» Aim of the exercise
Apart from the pictures, please restate every entry below exactly.

Stored data:
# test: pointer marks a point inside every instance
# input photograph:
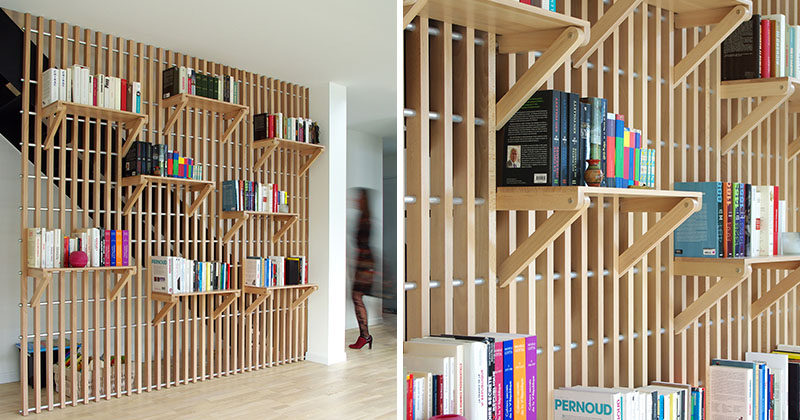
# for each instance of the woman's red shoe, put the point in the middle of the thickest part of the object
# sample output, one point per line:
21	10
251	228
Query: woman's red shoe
361	342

» Solution below
# test: pointer marks a point inside every instance
# input photograph:
# for each instance of the woman's red shoe, put the point in the middle of the thickest part of the object
# sample output, one point per line:
21	10
251	228
Query: woman's red shoe
361	342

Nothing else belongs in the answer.